__THE TASK__: Copy out all of the records below word for word, leaving out the pictures.

__GIVEN DATA__:
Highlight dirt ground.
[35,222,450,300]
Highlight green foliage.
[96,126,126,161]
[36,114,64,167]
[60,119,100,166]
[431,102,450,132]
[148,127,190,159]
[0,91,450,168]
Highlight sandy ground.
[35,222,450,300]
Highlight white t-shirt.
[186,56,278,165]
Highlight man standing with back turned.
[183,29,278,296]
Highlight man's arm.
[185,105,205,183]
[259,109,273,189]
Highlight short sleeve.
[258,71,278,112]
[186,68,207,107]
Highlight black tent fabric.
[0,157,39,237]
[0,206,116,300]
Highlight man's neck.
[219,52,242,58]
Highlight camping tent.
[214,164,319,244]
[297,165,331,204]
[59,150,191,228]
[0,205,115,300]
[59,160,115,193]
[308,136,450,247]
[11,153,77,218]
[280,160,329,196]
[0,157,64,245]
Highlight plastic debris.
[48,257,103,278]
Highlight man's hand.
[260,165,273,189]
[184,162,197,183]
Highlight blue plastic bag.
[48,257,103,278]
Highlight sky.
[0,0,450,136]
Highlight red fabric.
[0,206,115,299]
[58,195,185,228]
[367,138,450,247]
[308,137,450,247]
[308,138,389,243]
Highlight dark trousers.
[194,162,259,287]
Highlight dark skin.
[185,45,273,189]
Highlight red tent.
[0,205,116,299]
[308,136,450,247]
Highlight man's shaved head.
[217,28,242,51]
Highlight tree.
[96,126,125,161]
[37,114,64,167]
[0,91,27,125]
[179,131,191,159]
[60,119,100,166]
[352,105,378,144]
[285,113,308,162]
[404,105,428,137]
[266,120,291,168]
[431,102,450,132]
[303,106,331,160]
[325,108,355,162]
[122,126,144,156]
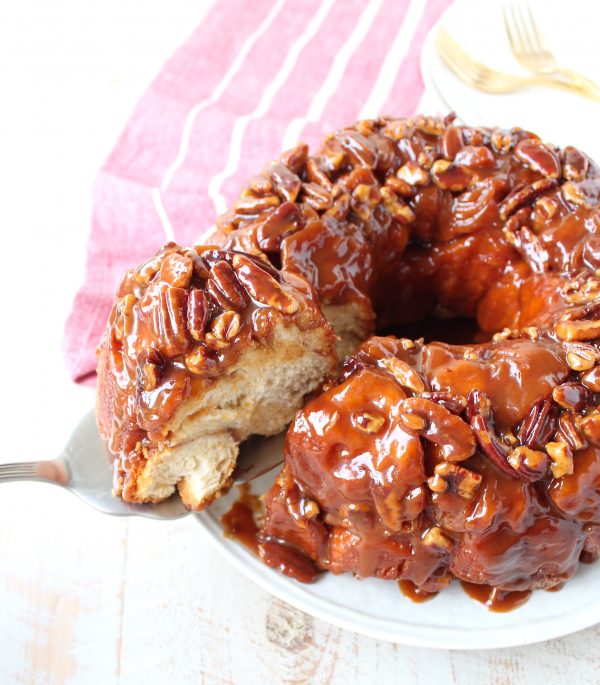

__OUTPUT FOR THIS EXERCISE__:
Highlight dirt ground.
[35,222,450,300]
Highlight green foliage.
[96,126,126,161]
[36,114,64,167]
[60,119,100,166]
[431,102,450,132]
[148,127,190,159]
[0,91,450,168]
Highlight sandy ground.
[35,222,450,300]
Highlight white t-shirt.
[186,56,278,165]
Highlight man standing with back turned.
[183,29,278,296]
Highlight man's arm.
[185,105,205,183]
[259,109,273,189]
Highlight short sleeve.
[258,71,278,112]
[186,68,207,107]
Highlight black tent fabric.
[0,157,39,237]
[0,206,116,300]
Highlight man's neck.
[219,52,242,58]
Highlight camping tent.
[214,164,319,244]
[297,165,331,204]
[59,150,191,228]
[0,205,115,300]
[59,160,115,193]
[308,136,450,247]
[11,153,77,218]
[280,160,329,196]
[0,157,64,245]
Highlight plastic debris.
[48,257,103,278]
Highlight man's hand.
[260,165,273,189]
[184,162,197,183]
Highlight blue plastic bag.
[48,257,103,278]
Highlight sky.
[0,0,450,136]
Highlight red fabric.
[0,206,115,299]
[58,195,185,228]
[367,138,450,247]
[308,137,450,247]
[308,138,389,243]
Highlight dark trousers.
[194,162,259,287]
Highlight dark skin.
[185,45,273,189]
Highlight red tent.
[0,205,116,299]
[308,136,450,247]
Highlight man's shaved head.
[217,28,242,51]
Highlight tree.
[96,126,125,161]
[37,114,64,167]
[0,91,27,125]
[179,131,191,159]
[60,119,100,166]
[352,105,378,144]
[285,113,308,162]
[404,105,428,137]
[266,120,291,168]
[431,102,450,132]
[303,106,331,160]
[325,108,355,162]
[122,126,144,156]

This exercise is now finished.